Il lavoro è un valore fondamentale per la Repubblica, secondo il primo articolo della Costituzione, ma, anche dove ci sarebbe la possibilità, non tutti riescono ad accedere a questo valore. Ne è purtroppo dimostrazione il licenziamento, dopo 33 anni di servizio, di una donna malata di tumore, per questo ritenuta non in grado di svolgere le attività richieste. Sebbene si tratti di una decisione che non ha alcuna possibilità di entrare nelle aule della Corte Costituzionale, la Carta “più bella del mondo”, come sosterrebbero alcuni esperti di diritto, sembra non esser stata rispettata alla lettera.

Il diritto al lavoro

Nella lettera di licenziamento viene messo in evidenza l’impegno del Cottolengo nel trovare attività consone allo stato di salute della donna. L’insuccesso della ricerca trova in disaccordo l’interessata, che era stata definita idonea dall'Agenzia di tutela della salute: secondo la donna, diverse persone nella sua stessa condizione lavorano ancora presso la stessa azienda. Senza impegolarsi in discorsi sull’uguaglianza dei cittadini, ammesso che la dichiarazione della donna sia veritiera, la decisione del Cottolengo fa sorgere qualche dubbio. Come riportato dall’articolo 4 della Costituzione, ogni cittadino ha il diritto e il dovere di svolgere un’attività “secondo le proprie possibilità”: se esistono delle mansioni consone alle condizioni di un malato di tumore, la giusta causa del licenziamento comincia a vacillare.

## [Dati forniti]

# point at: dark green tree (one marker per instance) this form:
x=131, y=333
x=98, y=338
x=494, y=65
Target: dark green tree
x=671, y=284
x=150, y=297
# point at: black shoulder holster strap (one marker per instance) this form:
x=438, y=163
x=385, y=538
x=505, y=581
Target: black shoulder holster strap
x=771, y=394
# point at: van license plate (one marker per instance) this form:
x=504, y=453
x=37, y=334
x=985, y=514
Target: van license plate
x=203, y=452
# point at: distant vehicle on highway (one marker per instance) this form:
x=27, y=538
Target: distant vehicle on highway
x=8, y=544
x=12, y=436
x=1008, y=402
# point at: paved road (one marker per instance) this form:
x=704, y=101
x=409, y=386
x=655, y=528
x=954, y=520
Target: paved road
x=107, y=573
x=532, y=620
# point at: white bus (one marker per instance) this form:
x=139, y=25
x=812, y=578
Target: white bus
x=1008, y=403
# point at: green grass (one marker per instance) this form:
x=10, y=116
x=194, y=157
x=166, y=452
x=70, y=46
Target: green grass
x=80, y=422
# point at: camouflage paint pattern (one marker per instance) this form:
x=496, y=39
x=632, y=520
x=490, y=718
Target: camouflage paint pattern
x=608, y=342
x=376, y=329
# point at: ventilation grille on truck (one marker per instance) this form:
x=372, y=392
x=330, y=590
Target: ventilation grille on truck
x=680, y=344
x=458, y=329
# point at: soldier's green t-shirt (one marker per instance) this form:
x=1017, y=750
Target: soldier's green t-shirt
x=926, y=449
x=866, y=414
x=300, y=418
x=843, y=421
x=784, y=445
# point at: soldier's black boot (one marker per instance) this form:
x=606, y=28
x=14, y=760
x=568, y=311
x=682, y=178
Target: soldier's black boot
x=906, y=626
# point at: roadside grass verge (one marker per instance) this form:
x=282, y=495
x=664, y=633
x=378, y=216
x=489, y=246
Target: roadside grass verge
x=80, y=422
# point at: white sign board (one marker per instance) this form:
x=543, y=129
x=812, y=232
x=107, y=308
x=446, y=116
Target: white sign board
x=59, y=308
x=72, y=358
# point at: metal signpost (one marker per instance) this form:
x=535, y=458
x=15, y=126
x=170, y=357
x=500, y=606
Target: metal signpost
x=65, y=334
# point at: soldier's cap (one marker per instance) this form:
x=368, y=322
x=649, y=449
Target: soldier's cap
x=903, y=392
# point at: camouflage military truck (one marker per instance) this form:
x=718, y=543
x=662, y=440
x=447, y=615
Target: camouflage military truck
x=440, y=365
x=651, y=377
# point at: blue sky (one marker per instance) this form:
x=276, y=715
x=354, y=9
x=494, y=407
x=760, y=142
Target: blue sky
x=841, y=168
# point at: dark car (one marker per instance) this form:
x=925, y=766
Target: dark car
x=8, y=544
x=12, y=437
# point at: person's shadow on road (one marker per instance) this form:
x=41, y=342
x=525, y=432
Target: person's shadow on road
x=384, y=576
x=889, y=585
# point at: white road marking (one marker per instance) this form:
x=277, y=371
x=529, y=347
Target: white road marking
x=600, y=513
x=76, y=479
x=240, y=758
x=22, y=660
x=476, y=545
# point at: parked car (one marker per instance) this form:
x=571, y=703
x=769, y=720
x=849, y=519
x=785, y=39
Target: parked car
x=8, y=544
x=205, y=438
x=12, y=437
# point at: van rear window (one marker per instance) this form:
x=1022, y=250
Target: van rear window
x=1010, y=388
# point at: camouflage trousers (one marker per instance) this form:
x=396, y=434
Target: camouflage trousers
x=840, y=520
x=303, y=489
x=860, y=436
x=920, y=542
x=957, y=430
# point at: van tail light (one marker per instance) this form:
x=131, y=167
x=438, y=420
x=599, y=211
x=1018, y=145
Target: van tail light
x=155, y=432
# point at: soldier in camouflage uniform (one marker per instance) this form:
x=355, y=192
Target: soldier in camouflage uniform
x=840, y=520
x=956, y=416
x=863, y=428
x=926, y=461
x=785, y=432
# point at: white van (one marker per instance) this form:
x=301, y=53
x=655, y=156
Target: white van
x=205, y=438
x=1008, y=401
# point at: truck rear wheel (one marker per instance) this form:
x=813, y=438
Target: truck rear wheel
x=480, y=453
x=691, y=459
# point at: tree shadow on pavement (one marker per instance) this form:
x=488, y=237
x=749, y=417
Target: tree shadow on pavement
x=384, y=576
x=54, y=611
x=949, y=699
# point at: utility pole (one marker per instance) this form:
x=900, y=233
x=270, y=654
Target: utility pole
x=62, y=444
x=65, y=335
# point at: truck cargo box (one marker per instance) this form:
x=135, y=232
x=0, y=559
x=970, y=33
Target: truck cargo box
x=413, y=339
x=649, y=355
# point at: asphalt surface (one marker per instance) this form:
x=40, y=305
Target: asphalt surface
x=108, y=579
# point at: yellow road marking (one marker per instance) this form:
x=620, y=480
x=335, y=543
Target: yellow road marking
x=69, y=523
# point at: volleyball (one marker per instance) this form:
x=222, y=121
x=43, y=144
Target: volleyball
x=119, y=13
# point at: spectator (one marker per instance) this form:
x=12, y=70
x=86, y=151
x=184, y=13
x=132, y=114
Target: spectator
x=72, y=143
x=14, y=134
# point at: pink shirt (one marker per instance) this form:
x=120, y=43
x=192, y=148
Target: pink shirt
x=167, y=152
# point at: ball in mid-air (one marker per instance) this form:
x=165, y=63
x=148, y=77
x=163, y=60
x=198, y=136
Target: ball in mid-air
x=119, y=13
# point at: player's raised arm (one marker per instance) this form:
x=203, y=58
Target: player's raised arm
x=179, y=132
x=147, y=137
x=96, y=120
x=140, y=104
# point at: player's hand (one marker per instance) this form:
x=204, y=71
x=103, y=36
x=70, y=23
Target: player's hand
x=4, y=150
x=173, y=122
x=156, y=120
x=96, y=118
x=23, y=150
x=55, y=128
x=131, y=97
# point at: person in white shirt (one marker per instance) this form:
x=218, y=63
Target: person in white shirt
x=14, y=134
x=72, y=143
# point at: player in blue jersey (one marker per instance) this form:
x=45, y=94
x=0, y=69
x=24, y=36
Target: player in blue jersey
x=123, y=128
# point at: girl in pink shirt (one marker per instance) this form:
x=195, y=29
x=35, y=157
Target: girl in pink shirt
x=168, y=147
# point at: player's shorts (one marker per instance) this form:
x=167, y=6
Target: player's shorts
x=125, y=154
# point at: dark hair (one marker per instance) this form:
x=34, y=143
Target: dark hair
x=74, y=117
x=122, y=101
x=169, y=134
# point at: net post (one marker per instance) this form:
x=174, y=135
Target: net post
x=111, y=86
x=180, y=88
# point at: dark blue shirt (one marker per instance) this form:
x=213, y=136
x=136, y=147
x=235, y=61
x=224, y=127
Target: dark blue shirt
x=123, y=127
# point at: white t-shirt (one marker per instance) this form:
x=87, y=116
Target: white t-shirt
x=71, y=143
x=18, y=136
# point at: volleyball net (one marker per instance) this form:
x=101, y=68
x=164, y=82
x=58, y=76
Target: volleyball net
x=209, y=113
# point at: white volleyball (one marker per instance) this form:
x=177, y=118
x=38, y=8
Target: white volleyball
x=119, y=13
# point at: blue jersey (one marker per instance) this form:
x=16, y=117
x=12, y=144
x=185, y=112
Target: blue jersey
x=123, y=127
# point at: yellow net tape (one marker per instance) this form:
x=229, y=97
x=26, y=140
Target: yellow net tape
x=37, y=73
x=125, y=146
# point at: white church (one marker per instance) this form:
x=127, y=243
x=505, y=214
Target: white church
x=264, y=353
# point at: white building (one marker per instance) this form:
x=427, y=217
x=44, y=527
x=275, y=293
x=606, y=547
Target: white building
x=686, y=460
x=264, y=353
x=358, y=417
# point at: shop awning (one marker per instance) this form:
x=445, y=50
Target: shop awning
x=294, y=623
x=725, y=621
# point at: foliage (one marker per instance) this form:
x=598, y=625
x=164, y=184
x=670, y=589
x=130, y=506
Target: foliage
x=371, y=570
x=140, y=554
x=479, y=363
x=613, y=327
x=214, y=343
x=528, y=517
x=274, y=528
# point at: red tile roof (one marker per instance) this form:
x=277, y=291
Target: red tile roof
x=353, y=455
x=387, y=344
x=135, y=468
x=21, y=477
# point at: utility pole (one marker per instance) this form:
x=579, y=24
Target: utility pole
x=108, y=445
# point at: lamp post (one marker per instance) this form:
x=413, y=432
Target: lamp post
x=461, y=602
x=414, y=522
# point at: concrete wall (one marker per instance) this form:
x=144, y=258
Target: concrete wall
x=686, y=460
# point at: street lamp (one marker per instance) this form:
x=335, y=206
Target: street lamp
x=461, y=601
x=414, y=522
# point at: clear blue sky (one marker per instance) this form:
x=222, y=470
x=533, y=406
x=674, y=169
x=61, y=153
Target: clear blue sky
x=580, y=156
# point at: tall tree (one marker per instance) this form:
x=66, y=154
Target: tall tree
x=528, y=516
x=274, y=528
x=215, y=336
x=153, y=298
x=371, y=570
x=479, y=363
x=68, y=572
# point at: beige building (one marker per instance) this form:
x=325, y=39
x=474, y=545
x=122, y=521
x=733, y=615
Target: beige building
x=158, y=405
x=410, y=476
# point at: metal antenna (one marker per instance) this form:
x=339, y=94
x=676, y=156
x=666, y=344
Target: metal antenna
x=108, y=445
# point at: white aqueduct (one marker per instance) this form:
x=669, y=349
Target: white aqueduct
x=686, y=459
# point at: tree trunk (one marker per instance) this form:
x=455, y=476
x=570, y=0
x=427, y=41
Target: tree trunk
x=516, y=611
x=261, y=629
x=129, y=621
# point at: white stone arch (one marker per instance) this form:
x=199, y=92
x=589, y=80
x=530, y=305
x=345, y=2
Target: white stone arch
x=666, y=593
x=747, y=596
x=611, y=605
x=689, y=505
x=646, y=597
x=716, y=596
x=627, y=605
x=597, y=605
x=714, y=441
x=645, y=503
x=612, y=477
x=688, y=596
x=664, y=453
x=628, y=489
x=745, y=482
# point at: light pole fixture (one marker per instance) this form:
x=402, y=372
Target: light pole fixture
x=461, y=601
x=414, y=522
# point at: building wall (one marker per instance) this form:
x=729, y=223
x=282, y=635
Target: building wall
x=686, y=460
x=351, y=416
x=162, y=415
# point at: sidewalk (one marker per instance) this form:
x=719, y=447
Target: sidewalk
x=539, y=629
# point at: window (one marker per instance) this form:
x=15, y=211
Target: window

## [Esercizi]
1. Secondo il testo, dopo quanti anni di servizio è stata licenziata la donna malata di tumore?
2. Per ciascuna affermazione indica se concorda con il testo (sì o no) e cita le parole decisive:
(a) La donna era stata giudicata idonea dall'Agenzia di tutela della salute.
(b) La decisione del licenziamento può arrivare davanti alla Corte Costituzionale.
(c) Il diritto di svolgere un'attività secondo le proprie possibilità è richiamato dall'articolo 1 della Costituzione.

## [Risposte]
1. Dopo 33 anni di servizio.

2.
(a) Sì: «che era stata definita idonea dall'Agenzia di tutela della salute».
(b) No: «non ha alcuna possibilità di entrare nelle aule della Corte Costituzionale».
(c) No: «Come riportato dall’articolo 4 della Costituzione».